* Work order: Report how many lines in the records below contain the string "optional", treating case as significant. Give only the number.

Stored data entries
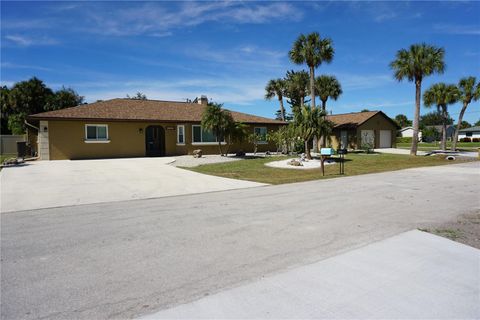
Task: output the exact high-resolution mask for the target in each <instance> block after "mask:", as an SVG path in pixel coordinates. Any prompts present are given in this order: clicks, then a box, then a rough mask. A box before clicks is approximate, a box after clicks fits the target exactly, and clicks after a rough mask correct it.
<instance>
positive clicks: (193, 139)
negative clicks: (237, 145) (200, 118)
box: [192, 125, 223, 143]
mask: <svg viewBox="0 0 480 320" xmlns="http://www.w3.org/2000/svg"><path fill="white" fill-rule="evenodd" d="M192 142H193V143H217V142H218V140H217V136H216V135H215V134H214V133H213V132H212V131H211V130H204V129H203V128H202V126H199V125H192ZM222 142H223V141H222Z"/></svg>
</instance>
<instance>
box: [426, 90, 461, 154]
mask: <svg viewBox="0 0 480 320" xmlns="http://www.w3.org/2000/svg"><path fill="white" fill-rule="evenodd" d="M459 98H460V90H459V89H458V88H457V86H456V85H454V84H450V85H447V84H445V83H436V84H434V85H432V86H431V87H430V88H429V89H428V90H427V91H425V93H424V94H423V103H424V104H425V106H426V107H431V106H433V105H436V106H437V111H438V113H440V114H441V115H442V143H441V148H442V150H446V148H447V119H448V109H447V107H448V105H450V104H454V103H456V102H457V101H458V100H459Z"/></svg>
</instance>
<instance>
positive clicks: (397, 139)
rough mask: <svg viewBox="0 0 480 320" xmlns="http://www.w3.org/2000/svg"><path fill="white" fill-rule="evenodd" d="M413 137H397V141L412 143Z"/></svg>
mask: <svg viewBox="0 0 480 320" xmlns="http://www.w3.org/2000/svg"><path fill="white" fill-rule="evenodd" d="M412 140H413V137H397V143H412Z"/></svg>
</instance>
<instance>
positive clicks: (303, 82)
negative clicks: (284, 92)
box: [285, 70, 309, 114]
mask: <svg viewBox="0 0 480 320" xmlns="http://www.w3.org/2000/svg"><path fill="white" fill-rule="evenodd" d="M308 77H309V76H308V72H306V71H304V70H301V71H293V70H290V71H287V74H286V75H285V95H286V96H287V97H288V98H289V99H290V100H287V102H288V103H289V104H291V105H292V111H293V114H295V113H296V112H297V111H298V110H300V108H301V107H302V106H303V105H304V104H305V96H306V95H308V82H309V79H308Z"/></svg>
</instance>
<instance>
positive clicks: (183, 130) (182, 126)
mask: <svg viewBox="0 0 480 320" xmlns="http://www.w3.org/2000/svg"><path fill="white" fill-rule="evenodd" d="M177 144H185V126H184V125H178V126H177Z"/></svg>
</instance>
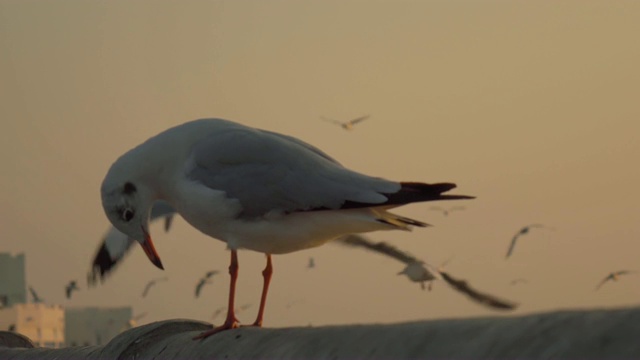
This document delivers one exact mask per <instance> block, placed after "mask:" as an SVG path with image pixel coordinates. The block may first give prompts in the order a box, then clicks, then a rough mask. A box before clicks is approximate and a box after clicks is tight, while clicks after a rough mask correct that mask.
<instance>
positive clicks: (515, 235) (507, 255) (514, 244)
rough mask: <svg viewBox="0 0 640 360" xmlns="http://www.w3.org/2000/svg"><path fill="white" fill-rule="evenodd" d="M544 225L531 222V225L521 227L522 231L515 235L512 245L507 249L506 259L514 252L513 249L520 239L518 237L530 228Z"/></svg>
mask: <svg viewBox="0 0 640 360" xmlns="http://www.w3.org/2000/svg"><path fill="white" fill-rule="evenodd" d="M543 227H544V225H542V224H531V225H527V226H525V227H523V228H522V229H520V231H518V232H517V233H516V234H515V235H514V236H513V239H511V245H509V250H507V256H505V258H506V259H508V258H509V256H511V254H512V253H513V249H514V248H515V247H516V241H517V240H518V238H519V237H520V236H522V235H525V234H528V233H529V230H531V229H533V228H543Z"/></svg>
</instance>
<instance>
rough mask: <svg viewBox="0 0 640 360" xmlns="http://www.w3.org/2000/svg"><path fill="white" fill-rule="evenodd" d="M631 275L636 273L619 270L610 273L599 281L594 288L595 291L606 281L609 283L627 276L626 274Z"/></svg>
==
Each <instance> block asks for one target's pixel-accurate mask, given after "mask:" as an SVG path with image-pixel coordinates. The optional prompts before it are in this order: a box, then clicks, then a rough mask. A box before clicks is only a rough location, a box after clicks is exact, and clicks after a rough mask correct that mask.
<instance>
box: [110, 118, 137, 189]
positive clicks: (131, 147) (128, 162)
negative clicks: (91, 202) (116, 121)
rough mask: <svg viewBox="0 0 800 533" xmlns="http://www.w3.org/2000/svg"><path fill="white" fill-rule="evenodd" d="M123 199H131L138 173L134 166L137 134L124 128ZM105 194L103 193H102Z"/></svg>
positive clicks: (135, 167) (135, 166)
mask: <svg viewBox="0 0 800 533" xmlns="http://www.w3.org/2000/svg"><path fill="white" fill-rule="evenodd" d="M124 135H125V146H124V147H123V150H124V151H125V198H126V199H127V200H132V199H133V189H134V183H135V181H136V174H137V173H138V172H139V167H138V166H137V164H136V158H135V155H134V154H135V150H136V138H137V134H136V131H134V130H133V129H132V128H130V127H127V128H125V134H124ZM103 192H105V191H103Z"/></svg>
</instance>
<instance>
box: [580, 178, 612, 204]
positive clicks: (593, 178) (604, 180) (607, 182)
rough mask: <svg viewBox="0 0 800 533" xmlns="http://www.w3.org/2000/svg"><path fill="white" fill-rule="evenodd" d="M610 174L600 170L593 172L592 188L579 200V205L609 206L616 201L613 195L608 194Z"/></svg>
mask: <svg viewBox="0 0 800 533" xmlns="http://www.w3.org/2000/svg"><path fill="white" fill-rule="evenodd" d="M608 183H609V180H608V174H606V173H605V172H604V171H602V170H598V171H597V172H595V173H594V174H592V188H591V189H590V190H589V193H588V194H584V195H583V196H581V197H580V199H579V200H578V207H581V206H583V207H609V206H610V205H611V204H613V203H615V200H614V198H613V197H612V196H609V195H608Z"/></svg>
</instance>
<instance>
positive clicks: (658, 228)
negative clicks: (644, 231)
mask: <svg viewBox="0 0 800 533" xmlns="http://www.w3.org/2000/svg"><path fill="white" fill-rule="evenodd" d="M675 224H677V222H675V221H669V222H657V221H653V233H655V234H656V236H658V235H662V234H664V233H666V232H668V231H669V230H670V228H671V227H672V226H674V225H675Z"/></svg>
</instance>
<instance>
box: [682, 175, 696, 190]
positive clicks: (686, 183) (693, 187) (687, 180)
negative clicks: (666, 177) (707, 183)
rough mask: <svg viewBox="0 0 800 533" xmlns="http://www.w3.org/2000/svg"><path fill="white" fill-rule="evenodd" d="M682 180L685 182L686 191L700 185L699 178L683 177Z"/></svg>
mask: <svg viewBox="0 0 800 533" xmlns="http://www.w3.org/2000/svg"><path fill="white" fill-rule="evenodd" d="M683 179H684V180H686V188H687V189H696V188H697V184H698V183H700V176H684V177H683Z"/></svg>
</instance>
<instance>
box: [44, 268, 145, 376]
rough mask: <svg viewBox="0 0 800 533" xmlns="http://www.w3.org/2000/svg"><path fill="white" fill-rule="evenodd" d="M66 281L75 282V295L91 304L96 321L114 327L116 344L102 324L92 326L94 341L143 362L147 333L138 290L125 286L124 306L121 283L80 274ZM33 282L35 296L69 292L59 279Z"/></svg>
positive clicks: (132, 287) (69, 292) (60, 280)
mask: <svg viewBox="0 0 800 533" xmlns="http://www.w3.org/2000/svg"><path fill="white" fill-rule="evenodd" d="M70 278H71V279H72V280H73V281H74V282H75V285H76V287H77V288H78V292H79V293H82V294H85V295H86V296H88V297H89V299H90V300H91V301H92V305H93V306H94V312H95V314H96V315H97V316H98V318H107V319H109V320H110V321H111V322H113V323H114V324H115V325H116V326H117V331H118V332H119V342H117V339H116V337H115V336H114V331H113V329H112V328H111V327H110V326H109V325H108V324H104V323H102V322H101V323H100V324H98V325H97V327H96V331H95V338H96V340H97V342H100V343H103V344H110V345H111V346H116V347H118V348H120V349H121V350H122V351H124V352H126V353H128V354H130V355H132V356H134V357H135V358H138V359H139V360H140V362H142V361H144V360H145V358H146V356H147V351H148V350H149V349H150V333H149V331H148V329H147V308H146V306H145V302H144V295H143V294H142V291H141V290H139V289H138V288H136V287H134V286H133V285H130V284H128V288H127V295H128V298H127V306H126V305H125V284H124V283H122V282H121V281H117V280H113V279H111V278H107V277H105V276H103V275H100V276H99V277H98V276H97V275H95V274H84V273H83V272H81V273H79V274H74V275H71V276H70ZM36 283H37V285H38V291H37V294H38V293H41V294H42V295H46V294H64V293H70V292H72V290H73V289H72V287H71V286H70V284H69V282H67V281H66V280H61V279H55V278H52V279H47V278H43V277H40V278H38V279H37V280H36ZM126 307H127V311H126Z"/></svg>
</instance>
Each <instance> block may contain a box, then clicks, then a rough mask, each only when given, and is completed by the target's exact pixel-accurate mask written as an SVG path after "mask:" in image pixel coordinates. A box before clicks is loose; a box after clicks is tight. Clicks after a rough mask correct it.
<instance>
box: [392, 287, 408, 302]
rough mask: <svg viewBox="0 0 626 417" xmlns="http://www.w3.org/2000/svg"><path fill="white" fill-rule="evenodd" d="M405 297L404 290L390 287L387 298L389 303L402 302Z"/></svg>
---
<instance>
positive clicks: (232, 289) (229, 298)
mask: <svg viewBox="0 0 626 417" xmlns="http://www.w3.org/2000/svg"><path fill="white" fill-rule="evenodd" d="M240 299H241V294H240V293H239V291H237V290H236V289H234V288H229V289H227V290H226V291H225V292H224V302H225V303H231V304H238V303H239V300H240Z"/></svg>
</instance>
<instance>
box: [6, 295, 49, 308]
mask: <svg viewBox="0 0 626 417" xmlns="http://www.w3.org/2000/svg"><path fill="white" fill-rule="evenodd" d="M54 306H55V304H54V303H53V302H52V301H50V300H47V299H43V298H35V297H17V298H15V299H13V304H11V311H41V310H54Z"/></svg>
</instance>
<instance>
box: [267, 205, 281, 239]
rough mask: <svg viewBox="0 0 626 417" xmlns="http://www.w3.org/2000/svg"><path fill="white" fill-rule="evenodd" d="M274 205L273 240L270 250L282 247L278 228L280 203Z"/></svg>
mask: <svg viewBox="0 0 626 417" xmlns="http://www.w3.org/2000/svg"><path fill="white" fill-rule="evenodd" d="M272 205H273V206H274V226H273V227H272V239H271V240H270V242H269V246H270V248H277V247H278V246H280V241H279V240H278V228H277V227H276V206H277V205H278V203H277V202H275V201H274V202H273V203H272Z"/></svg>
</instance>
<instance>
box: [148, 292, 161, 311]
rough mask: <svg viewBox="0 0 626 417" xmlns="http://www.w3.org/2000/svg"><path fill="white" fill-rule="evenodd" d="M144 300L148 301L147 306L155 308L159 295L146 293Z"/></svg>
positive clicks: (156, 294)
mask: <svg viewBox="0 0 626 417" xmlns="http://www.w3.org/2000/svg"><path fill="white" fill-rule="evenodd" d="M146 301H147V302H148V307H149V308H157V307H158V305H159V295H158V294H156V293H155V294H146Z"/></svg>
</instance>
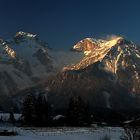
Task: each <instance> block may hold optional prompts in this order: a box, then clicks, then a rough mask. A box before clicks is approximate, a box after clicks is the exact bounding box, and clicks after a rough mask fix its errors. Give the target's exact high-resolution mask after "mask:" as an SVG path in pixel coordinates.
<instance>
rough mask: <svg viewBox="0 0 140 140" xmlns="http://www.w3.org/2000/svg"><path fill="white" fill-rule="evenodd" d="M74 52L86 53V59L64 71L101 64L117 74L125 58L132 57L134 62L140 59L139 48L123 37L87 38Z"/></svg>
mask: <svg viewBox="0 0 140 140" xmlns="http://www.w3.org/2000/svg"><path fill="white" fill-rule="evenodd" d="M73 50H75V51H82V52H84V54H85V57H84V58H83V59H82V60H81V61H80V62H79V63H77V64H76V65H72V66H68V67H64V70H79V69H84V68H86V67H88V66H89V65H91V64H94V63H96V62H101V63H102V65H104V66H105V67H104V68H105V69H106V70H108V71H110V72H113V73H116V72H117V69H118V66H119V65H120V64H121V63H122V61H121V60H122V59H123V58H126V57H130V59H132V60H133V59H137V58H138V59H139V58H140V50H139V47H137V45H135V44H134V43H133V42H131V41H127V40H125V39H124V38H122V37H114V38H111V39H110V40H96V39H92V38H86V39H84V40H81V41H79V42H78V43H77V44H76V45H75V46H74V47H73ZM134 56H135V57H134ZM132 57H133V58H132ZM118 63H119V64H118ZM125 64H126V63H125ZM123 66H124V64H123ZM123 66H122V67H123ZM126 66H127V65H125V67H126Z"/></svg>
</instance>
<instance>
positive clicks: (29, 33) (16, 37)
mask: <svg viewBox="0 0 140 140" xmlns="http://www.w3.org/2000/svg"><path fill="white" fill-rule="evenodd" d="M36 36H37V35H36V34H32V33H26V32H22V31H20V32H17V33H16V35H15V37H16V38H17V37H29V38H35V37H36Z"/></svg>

* Task answer: 2